Tareas por hacer –
1. Pasa al inglés esta oración del texto sobre la estación de Urbínaga: «Bajamos del tren un hombre negro y yo, y a él enseguida le perdí de vista.»
2. Reproduce tal cual el fragmento del texto sobre la estación de Urbínaga que va de "Ayer, al volver" a "en los astilleros.", ambos incluidos.

Texto proporcionado –
• • • •

1.9.10

URBÍNAGA



Ayer, al volver del trabajo, me apeé de nuevo en la estación de Urbínaga, en Sestao. Hacía mucho tiempo que no lo hacía, y comprobé que soy de los pocos que lo sigue haciendo. Bajamos del tren un hombre negro y yo, y a él enseguida le perdí de vista. No se entretuvo en contemplaciones como este trasnochado romántico. La gente tiene miedo de ir por allí, aunque la verdad es que en todos los muchos años que he fatigado ese camino, casi siempre en la misma soledad que hoy, nunca me ha sucedido nada digno de mención. El lugar suele estar mal iluminado (me dio la impresión de ser el único que llamó a la policía municipal para que fueran a reparar la alimentación eléctrica de las farolas) y en él están muy presentes las industrias próximas. Los acontecimientos del trayecto son lo que sucede en las vías y lo que sucede más allá, en la acería y en los astilleros.

• • • •

Entradas de un conjunto de datos –
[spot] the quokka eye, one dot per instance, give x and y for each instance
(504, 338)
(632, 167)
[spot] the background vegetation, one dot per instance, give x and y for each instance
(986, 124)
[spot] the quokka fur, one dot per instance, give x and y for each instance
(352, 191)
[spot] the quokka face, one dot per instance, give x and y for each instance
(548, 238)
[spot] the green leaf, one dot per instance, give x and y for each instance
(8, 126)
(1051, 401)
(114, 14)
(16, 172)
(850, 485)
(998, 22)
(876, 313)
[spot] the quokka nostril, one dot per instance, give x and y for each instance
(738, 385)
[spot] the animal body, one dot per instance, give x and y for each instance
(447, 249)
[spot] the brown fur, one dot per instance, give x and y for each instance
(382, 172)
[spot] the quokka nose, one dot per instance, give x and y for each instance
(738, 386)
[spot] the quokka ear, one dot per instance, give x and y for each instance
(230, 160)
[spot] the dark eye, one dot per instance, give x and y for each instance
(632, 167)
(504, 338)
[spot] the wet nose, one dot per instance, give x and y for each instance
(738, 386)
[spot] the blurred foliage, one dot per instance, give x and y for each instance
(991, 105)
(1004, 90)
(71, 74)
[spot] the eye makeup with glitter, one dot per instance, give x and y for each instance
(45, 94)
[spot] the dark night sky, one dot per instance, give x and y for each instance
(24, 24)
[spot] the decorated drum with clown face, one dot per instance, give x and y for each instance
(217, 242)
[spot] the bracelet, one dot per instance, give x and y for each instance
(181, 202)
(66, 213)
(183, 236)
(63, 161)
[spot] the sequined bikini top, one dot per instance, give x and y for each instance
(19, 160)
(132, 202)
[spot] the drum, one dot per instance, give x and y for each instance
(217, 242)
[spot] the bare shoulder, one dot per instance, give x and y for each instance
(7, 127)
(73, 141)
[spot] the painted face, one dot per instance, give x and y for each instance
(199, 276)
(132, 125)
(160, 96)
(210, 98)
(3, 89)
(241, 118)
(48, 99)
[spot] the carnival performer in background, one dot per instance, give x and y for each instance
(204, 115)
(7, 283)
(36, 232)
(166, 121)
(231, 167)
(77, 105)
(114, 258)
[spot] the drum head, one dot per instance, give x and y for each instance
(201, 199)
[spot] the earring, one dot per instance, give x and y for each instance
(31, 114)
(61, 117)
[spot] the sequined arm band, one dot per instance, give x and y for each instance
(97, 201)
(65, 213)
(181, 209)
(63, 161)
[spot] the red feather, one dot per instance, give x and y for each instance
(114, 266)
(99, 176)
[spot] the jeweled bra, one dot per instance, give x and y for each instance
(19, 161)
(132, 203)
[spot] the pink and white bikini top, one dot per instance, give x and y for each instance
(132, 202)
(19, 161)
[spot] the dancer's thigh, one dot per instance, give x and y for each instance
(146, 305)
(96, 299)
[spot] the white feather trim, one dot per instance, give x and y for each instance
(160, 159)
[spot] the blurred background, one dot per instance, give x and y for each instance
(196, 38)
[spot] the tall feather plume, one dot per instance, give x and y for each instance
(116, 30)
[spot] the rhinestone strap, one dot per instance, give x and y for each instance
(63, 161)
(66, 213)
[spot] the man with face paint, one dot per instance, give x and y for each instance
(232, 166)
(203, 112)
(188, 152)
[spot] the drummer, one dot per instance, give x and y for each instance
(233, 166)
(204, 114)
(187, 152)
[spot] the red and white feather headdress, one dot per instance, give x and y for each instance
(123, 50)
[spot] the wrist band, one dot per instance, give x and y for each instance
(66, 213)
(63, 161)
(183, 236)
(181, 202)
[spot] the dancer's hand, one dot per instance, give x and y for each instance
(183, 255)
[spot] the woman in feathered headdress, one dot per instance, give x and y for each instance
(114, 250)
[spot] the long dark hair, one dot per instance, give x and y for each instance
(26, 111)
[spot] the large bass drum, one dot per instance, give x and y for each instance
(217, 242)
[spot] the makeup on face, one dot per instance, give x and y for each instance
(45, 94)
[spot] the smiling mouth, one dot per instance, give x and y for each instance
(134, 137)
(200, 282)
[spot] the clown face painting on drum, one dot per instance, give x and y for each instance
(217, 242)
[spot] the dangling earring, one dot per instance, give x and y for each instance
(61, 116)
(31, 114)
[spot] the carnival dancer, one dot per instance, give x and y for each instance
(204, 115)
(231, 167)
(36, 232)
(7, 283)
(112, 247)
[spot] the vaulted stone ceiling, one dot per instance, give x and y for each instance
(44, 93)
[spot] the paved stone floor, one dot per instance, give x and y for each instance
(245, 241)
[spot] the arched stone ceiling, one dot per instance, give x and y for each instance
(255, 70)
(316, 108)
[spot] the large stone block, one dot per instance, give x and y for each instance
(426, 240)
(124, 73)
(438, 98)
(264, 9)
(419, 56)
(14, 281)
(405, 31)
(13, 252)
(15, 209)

• • • •

Soluciones –
1. A Black man and I got off the train, and I lost sight of him right away.

2.
Ayer, al volver del trabajo, me apeé de nuevo en la estación de Urbínaga, en Sestao. Hacía mucho tiempo que no lo hacía, y comprobé que soy de los pocos que lo sigue haciendo. Bajamos del tren un hombre negro y yo, y a él enseguida le perdí de vista. No se entretuvo en contemplaciones como este trasnochado romántico. La gente tiene miedo de ir por allí, aunque la verdad es que en todos los muchos años que he fatigado ese camino, casi siempre en la misma soledad que hoy, nunca me ha sucedido nada digno de mención. El lugar suele estar mal iluminado (me dio la impresión de ser el único que llamó a la policía municipal para que fueran a reparar la alimentación eléctrica de las farolas) y en él están muy presentes las industrias próximas. Los acontecimientos del trayecto son lo que sucede en las vías y lo que sucede más allá, en la acería y en los astilleros.